> [Written task]:
Can you print all of the items below verbatim, with nothing changed?

— Begin —

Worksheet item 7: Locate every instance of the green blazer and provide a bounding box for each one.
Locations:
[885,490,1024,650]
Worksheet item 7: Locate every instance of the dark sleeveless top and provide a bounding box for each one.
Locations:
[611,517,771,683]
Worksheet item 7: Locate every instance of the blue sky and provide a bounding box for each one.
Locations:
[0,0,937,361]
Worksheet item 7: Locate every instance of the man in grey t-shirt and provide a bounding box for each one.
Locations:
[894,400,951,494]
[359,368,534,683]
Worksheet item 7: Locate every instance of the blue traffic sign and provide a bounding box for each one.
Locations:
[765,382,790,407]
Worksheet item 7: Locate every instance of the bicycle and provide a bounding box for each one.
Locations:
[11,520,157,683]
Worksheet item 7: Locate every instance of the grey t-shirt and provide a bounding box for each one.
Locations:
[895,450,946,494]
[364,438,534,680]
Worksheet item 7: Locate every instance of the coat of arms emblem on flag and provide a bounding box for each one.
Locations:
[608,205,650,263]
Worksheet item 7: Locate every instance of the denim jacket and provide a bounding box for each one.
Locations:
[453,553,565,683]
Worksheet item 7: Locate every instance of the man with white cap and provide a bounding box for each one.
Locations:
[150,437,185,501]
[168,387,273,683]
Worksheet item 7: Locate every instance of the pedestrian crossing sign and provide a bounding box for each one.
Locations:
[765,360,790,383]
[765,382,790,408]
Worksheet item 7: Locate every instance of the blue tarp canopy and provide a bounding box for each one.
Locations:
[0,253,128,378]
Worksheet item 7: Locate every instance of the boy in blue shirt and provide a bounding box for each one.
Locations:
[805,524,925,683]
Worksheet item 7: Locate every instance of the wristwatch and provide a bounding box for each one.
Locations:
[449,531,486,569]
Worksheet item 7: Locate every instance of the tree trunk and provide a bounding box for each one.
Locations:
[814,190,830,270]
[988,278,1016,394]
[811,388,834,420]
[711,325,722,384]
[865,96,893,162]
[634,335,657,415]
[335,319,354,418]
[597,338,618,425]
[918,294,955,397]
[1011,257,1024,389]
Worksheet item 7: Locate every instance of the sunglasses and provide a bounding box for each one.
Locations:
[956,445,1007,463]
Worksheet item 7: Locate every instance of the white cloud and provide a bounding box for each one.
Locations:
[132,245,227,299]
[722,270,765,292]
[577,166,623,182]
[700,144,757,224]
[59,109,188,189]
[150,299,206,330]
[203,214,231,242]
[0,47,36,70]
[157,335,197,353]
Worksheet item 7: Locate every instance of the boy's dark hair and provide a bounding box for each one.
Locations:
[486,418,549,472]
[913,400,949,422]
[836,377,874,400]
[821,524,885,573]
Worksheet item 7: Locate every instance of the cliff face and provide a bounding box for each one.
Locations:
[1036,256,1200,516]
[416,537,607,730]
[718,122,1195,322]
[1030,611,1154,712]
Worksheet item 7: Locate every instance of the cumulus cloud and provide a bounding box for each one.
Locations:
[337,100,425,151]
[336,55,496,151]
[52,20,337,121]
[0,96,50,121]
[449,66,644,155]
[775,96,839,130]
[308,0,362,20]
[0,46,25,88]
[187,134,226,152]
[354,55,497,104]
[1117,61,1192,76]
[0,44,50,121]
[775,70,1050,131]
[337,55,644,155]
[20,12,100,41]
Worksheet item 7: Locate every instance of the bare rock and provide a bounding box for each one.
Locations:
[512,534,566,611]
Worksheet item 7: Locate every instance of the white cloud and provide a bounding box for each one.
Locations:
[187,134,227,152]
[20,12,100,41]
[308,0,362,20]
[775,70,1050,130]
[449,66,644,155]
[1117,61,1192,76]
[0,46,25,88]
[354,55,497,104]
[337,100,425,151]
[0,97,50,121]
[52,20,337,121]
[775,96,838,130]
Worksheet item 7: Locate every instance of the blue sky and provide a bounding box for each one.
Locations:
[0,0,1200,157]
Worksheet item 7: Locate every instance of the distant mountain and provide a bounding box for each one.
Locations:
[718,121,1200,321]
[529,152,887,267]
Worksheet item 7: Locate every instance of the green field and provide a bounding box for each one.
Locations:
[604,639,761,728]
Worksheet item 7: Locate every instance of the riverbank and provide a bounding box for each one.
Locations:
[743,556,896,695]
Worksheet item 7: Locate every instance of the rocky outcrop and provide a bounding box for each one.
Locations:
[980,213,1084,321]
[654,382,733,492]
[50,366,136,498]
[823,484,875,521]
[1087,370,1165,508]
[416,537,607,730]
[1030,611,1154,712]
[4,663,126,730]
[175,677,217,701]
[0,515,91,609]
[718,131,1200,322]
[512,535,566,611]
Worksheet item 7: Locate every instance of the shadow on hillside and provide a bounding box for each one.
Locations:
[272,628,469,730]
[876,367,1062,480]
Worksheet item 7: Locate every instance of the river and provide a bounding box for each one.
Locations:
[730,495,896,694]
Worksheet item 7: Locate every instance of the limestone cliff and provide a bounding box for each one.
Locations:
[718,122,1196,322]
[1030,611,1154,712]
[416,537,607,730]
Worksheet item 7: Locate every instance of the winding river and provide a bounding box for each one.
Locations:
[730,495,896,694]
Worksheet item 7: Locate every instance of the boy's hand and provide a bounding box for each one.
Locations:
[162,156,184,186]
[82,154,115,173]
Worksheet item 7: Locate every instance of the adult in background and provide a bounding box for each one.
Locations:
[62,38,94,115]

— End —

> [Written answer]:
Worksheet item 7: Locate every instance of the green blazer and provide a bounding box for each one.
Locations:
[885,490,1024,650]
Worksheet item 7: Locate every instance of the dark sleeveless top and provide a bounding box for each one.
Locations:
[611,517,771,683]
Worksheet item 7: Locate every instance of the blue sky and provide a bounding box for each one.
Locations:
[0,0,937,361]
Worksheet item 7: Locate every instance of the man in grey t-shirt and provide a bounding box for each one.
Locations:
[894,400,951,494]
[359,368,534,683]
Worksheet item 7: Locate every instance of the blue traffic sign and provide a bounding box for each one.
Locations:
[765,382,790,407]
Worksheet item 7: Locate every instance of the bicycle and provide a bounding box for each one.
Locations:
[11,520,157,683]
Worksheet item 7: Locate every instance of the grey t-shirt and provide a bounding box for each one.
Locations:
[895,450,946,494]
[364,438,534,680]
Worksheet item 7: Locate every instance of the coat of arms emblem on flag and provide a bounding box for each one.
Locations:
[608,205,650,263]
Worksheet item 7: Locate every instance of the denim jacket and provide a bounding box for each one.
Locations:
[453,553,565,683]
Worksheet item 7: Locate every instance of the man with white cap and provide a bounding box for each one.
Locations:
[150,437,185,501]
[168,387,273,683]
Worksheet item 7: Locate every instance of the pedestrian crossing sign and provide a bounding box for each one.
Locations:
[765,360,790,383]
[765,382,790,408]
Worksheet item 7: Locate every instance of the blue tarp canopy and provide a bounding box for each one.
Locations:
[0,253,128,378]
Worksheet item 7: Locate every instance of the boy in blue shirt and provide a bounding box for each one.
Locations:
[805,524,925,683]
Worksheet item 7: Locate every instance of the wristwatch and provide a bounding box for each one.
Locations:
[449,531,486,569]
Worksheet item 7: Locate every instance of the tree trunk and provide a bounding box for each one.
Locations:
[814,190,830,270]
[988,278,1016,394]
[811,388,834,420]
[711,325,722,384]
[865,96,893,162]
[634,335,657,415]
[335,319,354,418]
[597,338,618,425]
[918,294,955,397]
[1011,257,1024,389]
Worksheet item 7: Locate every instance of the sunglasses and provide a bounding box for each one.
Locations:
[956,445,1007,463]
Worksheet item 7: Locate every instance of the white cloud and provide a bounding box for each one.
Locations:
[132,245,227,299]
[722,270,765,292]
[577,166,623,182]
[700,144,757,224]
[59,109,188,189]
[150,299,206,330]
[203,214,231,242]
[0,47,36,70]
[157,335,197,353]
Worksheet item 7: Locate every instance of the boy's dark hair and provide a bounding box for each one.
Locations:
[486,418,549,472]
[913,400,949,422]
[836,377,874,400]
[821,524,885,573]
Worksheet item 7: Locate every instance of the cliff face and provide a bounding box for each one.
Locations:
[1036,256,1200,516]
[416,537,607,730]
[718,122,1195,322]
[1030,611,1154,712]
Worksheet item 7: Locate every instance of the cumulus cloud and provide a bounding box for each one.
Locations:
[337,100,425,151]
[336,55,496,151]
[52,20,337,121]
[0,96,50,121]
[449,66,644,155]
[775,96,839,130]
[308,0,362,20]
[0,46,25,88]
[187,134,226,152]
[354,55,497,104]
[1117,61,1192,76]
[0,44,50,121]
[775,70,1050,131]
[337,55,644,155]
[20,12,100,41]
Worksheet item 7: Locate every instance of the bare rock and provide a bounding box for each one.
Locations:
[512,534,566,611]
Worksheet item 7: Locate every instance of the white cloud and provide a bounding box for each one.
Locations:
[187,134,227,152]
[20,12,100,41]
[308,0,362,20]
[775,70,1050,130]
[449,66,644,155]
[1117,61,1192,76]
[0,46,25,88]
[354,55,497,104]
[337,100,425,151]
[0,97,50,121]
[52,20,337,121]
[775,96,838,130]
Worksheet item 7: Locate every instance of the blue sky and provide a bounding box for each one.
Locations:
[0,0,1200,157]
Worksheet item 7: Locate every instance of the distant mountain and provide a bounding box for each one.
Locations:
[718,121,1200,321]
[529,152,887,267]
Worksheet item 7: Locate every instance of the green field and provide a bounding box for each one.
Locations:
[604,639,761,728]
Worksheet item 7: Locate every instance of the riverbank and provide a bounding box for each one.
Locations:
[743,556,896,695]
Worksheet item 7: Locate every instance of the rocky outcrop and provide a bounding box for each one.
Locations:
[980,213,1084,321]
[654,382,733,492]
[50,366,136,498]
[823,484,875,521]
[1087,370,1165,508]
[416,537,607,730]
[1030,611,1154,712]
[4,663,126,730]
[175,677,217,701]
[0,515,91,609]
[718,131,1200,322]
[512,535,566,611]
Worksheet item 7: Locate every instance of the shadow on hillside and provide a bounding box for each one.
Locations:
[272,628,469,730]
[876,367,1062,480]
Worksheet item 7: Locate every instance of the river and provide a bounding box for each one.
Locations:
[730,495,896,694]
Worksheet item 7: Locate every instance of the limestone cliff and provide a bounding box for each one.
Locations:
[718,122,1196,322]
[1030,611,1154,712]
[416,537,607,730]
Worksheet item 7: Locate every instance of the winding river and provide a bounding box for each one.
Locations:
[730,495,896,694]
Worksheet item 7: Locate every instance of the boy's hand and provide a bounding box for each one.
Locations:
[162,156,184,186]
[82,154,115,173]
Worksheet item 7: Locate every instance of the adult in background and provide a bounding box for each one.
Locations:
[62,38,94,115]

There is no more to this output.